# ACTIVITY
Each entry must be output exactly as it appears.

[[ AVAILABLE RECORDS, beginning ]]

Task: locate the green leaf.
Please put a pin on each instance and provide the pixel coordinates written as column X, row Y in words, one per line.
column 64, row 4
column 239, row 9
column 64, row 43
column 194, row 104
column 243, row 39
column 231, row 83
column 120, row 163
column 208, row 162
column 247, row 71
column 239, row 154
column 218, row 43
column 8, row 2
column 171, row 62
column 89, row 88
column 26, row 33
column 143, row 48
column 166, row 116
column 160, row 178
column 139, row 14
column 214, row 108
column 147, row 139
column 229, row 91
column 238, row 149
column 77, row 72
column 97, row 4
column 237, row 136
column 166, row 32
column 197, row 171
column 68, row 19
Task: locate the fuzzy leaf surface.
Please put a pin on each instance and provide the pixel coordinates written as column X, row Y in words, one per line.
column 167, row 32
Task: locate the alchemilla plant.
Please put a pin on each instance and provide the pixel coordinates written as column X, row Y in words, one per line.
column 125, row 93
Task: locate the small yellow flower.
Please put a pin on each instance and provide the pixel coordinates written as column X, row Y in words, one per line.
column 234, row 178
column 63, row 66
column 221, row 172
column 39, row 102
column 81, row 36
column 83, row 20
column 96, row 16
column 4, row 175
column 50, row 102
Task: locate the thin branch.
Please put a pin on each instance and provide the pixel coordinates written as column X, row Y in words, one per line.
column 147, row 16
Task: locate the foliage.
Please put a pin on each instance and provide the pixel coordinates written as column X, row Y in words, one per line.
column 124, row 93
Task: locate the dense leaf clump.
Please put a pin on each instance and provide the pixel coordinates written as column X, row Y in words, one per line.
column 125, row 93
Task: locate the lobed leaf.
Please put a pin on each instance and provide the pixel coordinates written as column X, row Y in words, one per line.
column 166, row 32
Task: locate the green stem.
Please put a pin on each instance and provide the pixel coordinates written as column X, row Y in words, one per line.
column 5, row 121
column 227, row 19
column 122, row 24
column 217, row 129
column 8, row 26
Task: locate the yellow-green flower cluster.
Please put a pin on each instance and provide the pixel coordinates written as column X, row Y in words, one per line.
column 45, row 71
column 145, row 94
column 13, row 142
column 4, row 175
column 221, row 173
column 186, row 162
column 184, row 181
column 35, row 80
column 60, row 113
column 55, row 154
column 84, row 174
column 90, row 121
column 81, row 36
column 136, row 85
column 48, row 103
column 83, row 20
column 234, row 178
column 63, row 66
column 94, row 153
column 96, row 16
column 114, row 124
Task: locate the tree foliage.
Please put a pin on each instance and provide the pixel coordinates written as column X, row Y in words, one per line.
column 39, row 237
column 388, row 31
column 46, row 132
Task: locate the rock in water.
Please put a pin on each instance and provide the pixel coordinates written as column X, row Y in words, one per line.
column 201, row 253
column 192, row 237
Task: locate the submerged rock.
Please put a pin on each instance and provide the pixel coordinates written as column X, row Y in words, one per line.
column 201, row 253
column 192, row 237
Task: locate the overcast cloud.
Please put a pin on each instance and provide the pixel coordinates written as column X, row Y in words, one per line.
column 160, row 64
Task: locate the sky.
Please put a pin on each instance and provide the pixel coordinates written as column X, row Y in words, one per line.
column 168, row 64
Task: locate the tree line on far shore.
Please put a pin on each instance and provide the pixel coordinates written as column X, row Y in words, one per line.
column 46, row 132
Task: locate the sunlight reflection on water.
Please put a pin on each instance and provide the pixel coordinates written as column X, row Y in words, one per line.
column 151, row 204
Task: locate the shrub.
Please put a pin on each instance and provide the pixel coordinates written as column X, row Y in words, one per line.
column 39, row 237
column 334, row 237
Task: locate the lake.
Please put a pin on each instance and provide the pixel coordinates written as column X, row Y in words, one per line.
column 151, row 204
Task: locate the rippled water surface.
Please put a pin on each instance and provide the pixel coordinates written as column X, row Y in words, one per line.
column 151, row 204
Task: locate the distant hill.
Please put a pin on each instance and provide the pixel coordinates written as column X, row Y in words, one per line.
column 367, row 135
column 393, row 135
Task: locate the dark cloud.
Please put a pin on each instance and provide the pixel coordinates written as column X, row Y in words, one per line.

[[ AVAILABLE RECORDS, end ]]

# SOLUTION FOR THIS EXERCISE
Task: locate the green leaf.
Please put a pin on each instance and provide the pixel coordinates written as column X, row Y in words, one per line.
column 64, row 4
column 239, row 9
column 64, row 43
column 194, row 104
column 243, row 39
column 231, row 83
column 120, row 163
column 208, row 162
column 247, row 71
column 239, row 154
column 218, row 43
column 8, row 2
column 171, row 62
column 89, row 88
column 26, row 33
column 143, row 48
column 166, row 116
column 160, row 178
column 139, row 14
column 214, row 108
column 147, row 139
column 229, row 91
column 238, row 149
column 77, row 72
column 97, row 4
column 237, row 136
column 166, row 32
column 197, row 171
column 68, row 19
Task: locate the fuzzy leaf surface.
Please put a pin on each instance and provide the pixel coordinates written as column X, row Y in words, one per line.
column 167, row 32
Task: locate the alchemilla plant.
Please put a pin on each instance and provide the pixel coordinates written as column X, row Y in words, one per line.
column 125, row 93
Task: locate the small yellow flower.
Please put a pin on each instance and provide the pixel coordinates written as column X, row Y in words, one per line.
column 234, row 178
column 63, row 66
column 221, row 172
column 39, row 102
column 81, row 36
column 83, row 20
column 96, row 16
column 4, row 175
column 50, row 102
Task: locate the thin branch.
Please put a pin on each instance and provide the pixel coordinates written as column X, row Y in words, one per line.
column 147, row 16
Task: locate the foliage.
Please put a pin on each instance and provide the pixel coordinates written as column X, row Y in words, one per line.
column 124, row 93
Task: locate the dense leaf clump.
Please put a pin on each instance and provide the pixel coordinates written as column X, row Y in words, one per line.
column 125, row 93
Task: locate the lobed leaf.
Please put a pin on each instance and provide the pixel coordinates written as column X, row Y in words, one per line.
column 166, row 32
Task: locate the green stem.
Please put a pin on each instance and provide the pixel coordinates written as column X, row Y in words, one per line.
column 5, row 121
column 227, row 19
column 122, row 24
column 217, row 129
column 8, row 26
Task: locate the yellow-green flower cluster.
Please put a pin on each instance and provide the pixel coordinates written as column X, row Y in words, one per line.
column 45, row 71
column 145, row 94
column 13, row 142
column 4, row 175
column 221, row 173
column 186, row 162
column 184, row 181
column 35, row 80
column 60, row 113
column 55, row 154
column 84, row 174
column 90, row 121
column 81, row 36
column 136, row 85
column 48, row 103
column 83, row 20
column 234, row 178
column 63, row 66
column 94, row 153
column 96, row 16
column 114, row 124
Task: locate the tree foliage.
Please put a pin on each instance and provide the pixel coordinates written as column X, row Y in words, one per line.
column 39, row 237
column 388, row 31
column 46, row 132
Task: locate the rock in water.
Please put a pin on each instance and provide the pixel coordinates written as column X, row Y in words, one per line.
column 201, row 253
column 192, row 237
Task: locate the submerged rock.
Please put a pin on each instance and provide the pixel coordinates written as column X, row Y in words, one per line.
column 201, row 253
column 192, row 237
Task: locate the overcast cloud.
Please put a pin on each instance and provide the pixel coordinates written as column X, row Y in words, one per line.
column 160, row 64
Task: locate the sky.
Please put a pin on each instance and provide the pixel coordinates written as column X, row Y in words, one per line.
column 168, row 64
Task: locate the tree line on far shore.
Please put a pin on each instance and provide the pixel coordinates written as column X, row Y in words, one per line.
column 46, row 132
Task: locate the sunlight reflection on water.
Please put a pin on each instance and provide the pixel coordinates written as column X, row Y in words, one per line.
column 151, row 204
Task: locate the shrub.
Please put a pin on each instance and provide the pixel coordinates written as column X, row Y in words, one per line.
column 39, row 237
column 334, row 237
Task: locate the lake.
Please put a pin on each instance and provide the pixel coordinates written as column X, row Y in words, one per line.
column 151, row 204
Task: locate the rippled water surface.
Please put a pin on each instance and provide the pixel coordinates written as column X, row Y in words, one per line.
column 151, row 204
Task: locate the distant hill.
Please put a pin on each instance and provide the pixel coordinates written as column X, row Y in words, one per line.
column 367, row 135
column 393, row 135
Task: locate the dark cloud.
Please put a pin on each instance and provide the pixel coordinates written as column X, row Y in words, one per line.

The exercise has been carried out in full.